PASSAGE:
<<<<

In this simple strategy, the “omic” parameters we would like to know and could seek to accumulate would include the number and replication rates of genes, transcriptional rates, mRNA degradation rates, protein synthesis rates, protein metabolic function (if an enzyme), gene targets (if a transcription factor), protein partners (if part of a structure or multicomponent protein), binding constants for ligands and other small organic compounds, concentrations of substrates and products, and other related parameters. Such data, accumulated from sets of “array-style” strategies and grouped in a database, would comprise a “simulation space.” An “omic” simulation would contain for each gene an estimate of each critical parameter, as well as rules for interactions at each level to provide networks of interactions and allow estimations of biological functions. When an “omic” experiment is completed, the data could be entered in the simulation and the model “run” in a context where predictions could be made and tested. The resulting database would comprise an in silico biological laboratory.

On the basis of these emerging principles and data sets, some impressive starts have been made on biological data framework models in the form of simulation tools like the e-cell of Tomita3 and the metabolic simulation space of Palsson4. What is now needed is a simulation space data structure that can be applied to emerging “omic” data sets and where results of array analysis of each step in molecular analysis can be placed in a context in relationship to other data types. Such a simulation space, when completed with all of the 140,000 or so human genes (including RNA expression levels, proteomics, metabolic, signal transduction, and protein–protein interactions data), will provide a first pass at the simulation of processes within a living cell. Ultimately, based on a more profound understanding of gene networks and systems rules than currently available, the simulation space would allow construction of an in silico mammal.

Beyond “omics”

>>>>

EXCERPTED RECORDS:
<<<<

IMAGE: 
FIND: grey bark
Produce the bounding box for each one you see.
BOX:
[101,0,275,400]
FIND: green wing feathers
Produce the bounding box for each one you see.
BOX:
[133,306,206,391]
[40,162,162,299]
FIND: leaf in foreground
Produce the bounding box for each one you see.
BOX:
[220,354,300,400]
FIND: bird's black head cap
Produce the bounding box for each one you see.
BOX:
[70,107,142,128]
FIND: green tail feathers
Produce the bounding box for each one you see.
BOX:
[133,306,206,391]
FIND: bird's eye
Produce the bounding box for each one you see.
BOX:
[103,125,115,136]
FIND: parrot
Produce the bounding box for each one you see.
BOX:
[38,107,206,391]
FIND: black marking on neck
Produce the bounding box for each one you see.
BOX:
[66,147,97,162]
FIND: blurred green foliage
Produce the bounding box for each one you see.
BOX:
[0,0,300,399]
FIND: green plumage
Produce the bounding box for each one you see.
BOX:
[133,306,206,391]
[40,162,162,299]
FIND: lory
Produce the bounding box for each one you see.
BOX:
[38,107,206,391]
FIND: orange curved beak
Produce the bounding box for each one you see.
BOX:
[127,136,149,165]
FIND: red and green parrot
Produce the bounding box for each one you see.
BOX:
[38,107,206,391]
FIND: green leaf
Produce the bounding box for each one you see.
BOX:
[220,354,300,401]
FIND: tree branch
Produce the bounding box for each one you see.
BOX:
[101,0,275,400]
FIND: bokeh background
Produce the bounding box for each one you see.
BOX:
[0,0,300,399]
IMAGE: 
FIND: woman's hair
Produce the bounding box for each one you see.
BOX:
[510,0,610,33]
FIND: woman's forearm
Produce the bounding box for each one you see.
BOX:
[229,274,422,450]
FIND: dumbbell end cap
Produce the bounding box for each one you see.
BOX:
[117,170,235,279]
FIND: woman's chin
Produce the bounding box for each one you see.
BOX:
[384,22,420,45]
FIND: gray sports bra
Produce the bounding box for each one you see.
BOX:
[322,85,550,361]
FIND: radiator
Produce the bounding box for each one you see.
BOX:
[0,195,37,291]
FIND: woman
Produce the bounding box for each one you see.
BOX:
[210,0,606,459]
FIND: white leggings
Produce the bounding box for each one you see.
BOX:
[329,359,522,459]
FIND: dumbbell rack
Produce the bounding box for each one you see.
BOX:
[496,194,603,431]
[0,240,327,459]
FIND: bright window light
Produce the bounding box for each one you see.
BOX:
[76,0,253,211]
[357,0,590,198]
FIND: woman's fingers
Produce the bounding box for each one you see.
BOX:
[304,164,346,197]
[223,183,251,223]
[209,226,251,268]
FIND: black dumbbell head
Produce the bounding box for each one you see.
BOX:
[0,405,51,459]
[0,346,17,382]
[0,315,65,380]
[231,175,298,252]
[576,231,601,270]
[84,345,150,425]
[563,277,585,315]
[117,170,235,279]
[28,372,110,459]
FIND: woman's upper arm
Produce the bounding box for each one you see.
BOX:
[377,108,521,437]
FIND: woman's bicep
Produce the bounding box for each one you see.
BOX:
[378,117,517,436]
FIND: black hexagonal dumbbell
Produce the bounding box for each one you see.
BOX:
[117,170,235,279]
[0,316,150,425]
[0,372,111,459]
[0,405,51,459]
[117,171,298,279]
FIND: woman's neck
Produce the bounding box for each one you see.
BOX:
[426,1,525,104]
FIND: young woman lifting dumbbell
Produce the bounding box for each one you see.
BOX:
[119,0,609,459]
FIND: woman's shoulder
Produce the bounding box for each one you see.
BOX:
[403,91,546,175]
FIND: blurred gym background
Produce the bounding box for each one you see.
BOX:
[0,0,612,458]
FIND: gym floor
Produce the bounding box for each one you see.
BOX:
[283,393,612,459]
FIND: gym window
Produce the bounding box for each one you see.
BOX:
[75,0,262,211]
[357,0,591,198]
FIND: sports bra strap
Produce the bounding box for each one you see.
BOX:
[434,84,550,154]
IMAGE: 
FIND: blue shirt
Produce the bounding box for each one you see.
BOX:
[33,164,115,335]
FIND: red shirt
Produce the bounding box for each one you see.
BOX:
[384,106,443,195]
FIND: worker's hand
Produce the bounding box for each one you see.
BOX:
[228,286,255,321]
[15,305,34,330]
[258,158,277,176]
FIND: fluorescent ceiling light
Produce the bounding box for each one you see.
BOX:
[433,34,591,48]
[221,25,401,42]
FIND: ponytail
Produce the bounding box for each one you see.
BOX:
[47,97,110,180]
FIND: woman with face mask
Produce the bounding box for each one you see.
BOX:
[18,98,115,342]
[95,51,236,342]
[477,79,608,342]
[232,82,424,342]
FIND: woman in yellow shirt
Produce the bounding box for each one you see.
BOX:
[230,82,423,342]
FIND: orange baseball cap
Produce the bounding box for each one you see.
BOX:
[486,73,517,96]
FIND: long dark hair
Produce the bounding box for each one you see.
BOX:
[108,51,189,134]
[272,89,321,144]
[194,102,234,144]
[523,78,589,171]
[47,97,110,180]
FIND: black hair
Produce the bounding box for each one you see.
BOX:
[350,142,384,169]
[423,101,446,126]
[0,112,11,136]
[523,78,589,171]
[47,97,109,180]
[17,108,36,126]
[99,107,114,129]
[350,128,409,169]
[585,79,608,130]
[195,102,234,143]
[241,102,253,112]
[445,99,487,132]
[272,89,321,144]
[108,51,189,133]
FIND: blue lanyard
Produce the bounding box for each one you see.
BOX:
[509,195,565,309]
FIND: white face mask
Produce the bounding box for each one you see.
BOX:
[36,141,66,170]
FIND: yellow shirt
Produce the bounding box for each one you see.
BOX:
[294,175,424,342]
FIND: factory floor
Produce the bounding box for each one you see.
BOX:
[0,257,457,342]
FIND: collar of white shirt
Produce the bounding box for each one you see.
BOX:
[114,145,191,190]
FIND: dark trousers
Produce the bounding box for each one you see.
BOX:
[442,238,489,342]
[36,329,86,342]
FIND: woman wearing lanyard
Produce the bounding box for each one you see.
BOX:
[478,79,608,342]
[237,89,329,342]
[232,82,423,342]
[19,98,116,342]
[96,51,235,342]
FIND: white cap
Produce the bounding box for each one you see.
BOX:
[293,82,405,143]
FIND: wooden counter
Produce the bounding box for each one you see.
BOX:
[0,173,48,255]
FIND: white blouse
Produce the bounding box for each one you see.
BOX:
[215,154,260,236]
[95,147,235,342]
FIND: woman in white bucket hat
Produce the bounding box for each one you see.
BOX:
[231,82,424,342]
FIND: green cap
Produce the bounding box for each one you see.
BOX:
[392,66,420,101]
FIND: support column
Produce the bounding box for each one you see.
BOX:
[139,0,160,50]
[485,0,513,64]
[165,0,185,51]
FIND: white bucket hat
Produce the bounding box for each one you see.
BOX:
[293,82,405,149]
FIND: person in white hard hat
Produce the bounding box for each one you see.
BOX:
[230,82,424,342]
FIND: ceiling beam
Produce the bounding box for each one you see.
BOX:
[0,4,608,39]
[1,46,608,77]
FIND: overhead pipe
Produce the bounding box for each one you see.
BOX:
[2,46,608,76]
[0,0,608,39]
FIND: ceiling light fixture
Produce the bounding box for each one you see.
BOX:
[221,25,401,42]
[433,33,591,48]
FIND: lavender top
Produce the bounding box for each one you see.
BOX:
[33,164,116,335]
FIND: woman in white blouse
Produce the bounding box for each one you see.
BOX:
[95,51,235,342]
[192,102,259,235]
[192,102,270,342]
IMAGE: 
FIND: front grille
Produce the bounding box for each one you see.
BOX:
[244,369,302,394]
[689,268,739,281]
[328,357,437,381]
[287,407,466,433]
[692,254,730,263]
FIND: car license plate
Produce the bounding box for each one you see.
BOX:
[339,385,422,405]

>>>>

TASKS AND EXERCISES:
1/ According to the passage on omic simulation, why would the simulation include rules for interactions at each level? Answer in one to three sentences.
2/ Write the next part of the passage on omic simulation, beginning the section under the heading "Beyond “omics”".
The rows are separate material and have nothing to do with the passage on omic simulation.

PER-TASK ANSWERS:
1/ The rules would give networks of interactions. They would also make it possible to estimate biological functions.

2/
The “omic” approach to large-scale biology has now revealed the complete genetic blueprint of almost 30 organisms from archeons to Drosophila and Caenorhabditis elegans, all of which are available and accessible from GenBank. Saturation transposon-mediated mutagenesis of the simplest organisms has been used to refine the estimated number of minimally required genes to support independent life5. For instance, among the 480 protein-encoding genes of Mycoplasma genitalium, the simplest known free-living life form with a genome size of only 580 kb, only 265–350 genes are required to support the basic life processes of metabolism, replication, and homeostasis. The end result of these simulation spaces may be the genomic bioengineering in silico of novel microorganisms based on the knowledge of interacting systems and networks of genes and gene products.

The ability to engineer genomes on the wet laboratory bench and develop DNA-based bioengineering of novel life forms would follow directly from in silico simulation. It is now routine to synthesize large collections of specific oligonucleotides in microarrays and to use these to systematically assemble synthetic genes. Following a successful simulation in silico, modifications of existing robotics devices could be used to facilitate the total synthesis of DNA molecules for the assembly of a synthetic genome. Designer genomics based upon known genes, protein products, and interacting networks extracted from databases of many different organisms could be combined into novel “alien” life forms with diverse properties. Synthetic genomics may become a mainstay of future biotechnology much as recombinant vectors are today.